In this part of the data dive I am going to go through each of the six diagnostic plots and point out any indications of potential issues or explain how the plot supports the evidence that an assumption is met.
I will now go through the diagnostic plots one by one.
Plot 1: Residuals vs Fitted Values
plot(lm_model2$fitted.values,
lm_model2$residuals,
xlab = "Fitted Values",
ylab = "Residuals",
main = "Residuals vs Fitted")
abline(h = 0)
Since the Residuals vs Fitted visualization shows a random scatter around 0 the linearity and constant variance assumptions are reasonably satisfied. This means that this plot supports the idea that an assumption is met.
Plot 2: Residuals vs Each X Variable
plot(NBA_model$FG_Percent, lm_model2$residuals,
xlab = "FG_Percent", ylab = "Residuals",
main = "Residuals vs FG%")
plot(NBA_model$X3p_Percent, lm_model2$residuals,
xlab = "3P%", ylab = "Residuals",
main = "Residuals vs 3P%")
plot(NBA_model$TOV_per_100, lm_model2$residuals,
xlab = "Turnovers", ylab = "Residuals",
main = "Residuals vs Turnovers")
The Residuals vs Each X Variable doesn’t show any linear relationship for the three variables (FG%, 3PT%, and Turnovers). However, there is some clustering on the 3PT% visual. This would mean that there could be a missing variable to account for. Overall, there are minimal issues present and the visuals do mostly support the idea that an assumption is met.
Plot 3: Correlation Heatmap
vars <- NBA_model[, c("PTS_per_100", "FG_Percent", "X3p_Percent", "TOV_per_100")]
cor_matrix <- cor(vars, use = "complete.obs")
heatmap(cor_matrix)
There is some multicollinearity between the variables, but in general there isn’t very much (except for when the variables are compared to themselves). This means that multicollinearity is not a serious concern and that the visual does support the idea that an assumption is met.

= = = = =

WHAT TO DO:
[1] In the regression diagnostics write-up, what could the clustering on the 3PT% plot mean?
[2] Continue the regression diagnostics write-up from its last sentence.

Data entries:

= = = = =

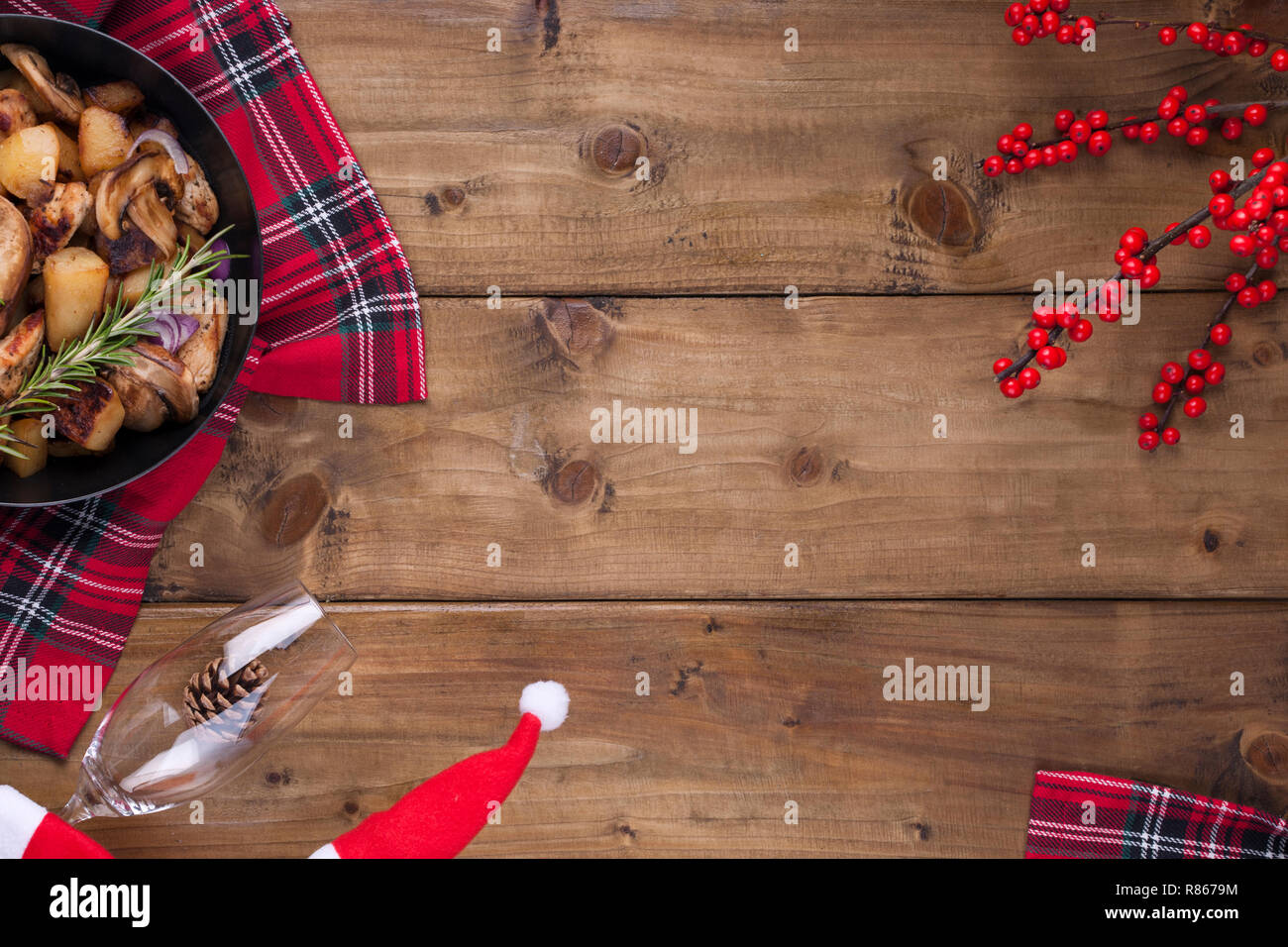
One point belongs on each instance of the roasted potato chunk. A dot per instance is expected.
(90, 415)
(104, 141)
(53, 222)
(29, 162)
(75, 283)
(14, 262)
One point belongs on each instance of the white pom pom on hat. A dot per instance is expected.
(548, 701)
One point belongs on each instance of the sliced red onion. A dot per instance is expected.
(171, 146)
(226, 266)
(171, 329)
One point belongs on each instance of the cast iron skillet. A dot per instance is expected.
(91, 56)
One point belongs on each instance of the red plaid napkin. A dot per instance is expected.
(339, 321)
(1089, 815)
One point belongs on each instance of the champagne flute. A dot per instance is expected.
(206, 710)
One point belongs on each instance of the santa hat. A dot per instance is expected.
(436, 819)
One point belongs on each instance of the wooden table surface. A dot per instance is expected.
(768, 169)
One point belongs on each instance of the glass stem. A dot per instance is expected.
(75, 810)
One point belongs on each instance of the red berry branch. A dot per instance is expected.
(1253, 210)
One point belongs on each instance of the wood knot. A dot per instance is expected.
(944, 214)
(292, 509)
(805, 467)
(575, 482)
(616, 149)
(575, 328)
(1266, 754)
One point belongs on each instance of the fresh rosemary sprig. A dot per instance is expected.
(104, 343)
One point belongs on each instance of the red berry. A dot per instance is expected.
(1132, 241)
(1043, 316)
(1222, 205)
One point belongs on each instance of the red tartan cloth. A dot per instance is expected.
(339, 321)
(1138, 819)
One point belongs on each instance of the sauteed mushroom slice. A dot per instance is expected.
(60, 93)
(16, 112)
(155, 388)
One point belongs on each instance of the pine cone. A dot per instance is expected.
(210, 693)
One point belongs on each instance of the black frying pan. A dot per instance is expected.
(91, 56)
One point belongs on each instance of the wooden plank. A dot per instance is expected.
(748, 706)
(814, 427)
(768, 167)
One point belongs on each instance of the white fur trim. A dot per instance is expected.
(18, 821)
(548, 699)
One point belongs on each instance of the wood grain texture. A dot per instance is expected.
(768, 167)
(750, 706)
(814, 427)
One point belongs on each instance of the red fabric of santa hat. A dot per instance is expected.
(442, 815)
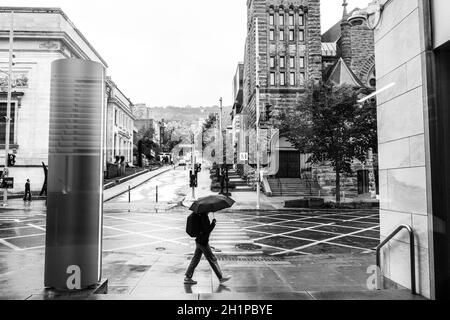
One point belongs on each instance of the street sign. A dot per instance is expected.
(243, 156)
(7, 183)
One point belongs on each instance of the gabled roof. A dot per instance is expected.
(341, 74)
(329, 49)
(334, 33)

= = = = =

TASK-BY-TASK OUTPUTS:
[1] There could be a missing variable to account for.

[2]
Plot 4: Residual Histogram
hist(lm_model2$residuals,
main = "Histogram of Residuals",
xlab = "Residuals")
The residual histogram is very bell-shaped and would imply normality for the regression model. This would mean the visual does support the idea that an assumption is met.
Plot 5: QQ Plot
qqnorm(lm_model2$residuals)
qqline(lm_model2$residuals)
The QQ Plot shows the points following the line very closely. The ends to deviate some, but not significantly. This would imply there aren’t too many outliers and that the normality holds. This means the visual does mostly support the idea that an assumption is met.
Plot 6: Cook’s Distance
plot(cooks.distance(lm_model2),
type = "h",
main = "Cook's Distance")
abline(h = 4/nrow(NBA_model), col = "red")
In this Cook’s Distance visualization there are multiple points above the line that would indicate influential observations. This could bring up some concern for the regression model. The visual does somewhat support the idea that an assumption is met, but there are certainly concerns with this diagnostic plot.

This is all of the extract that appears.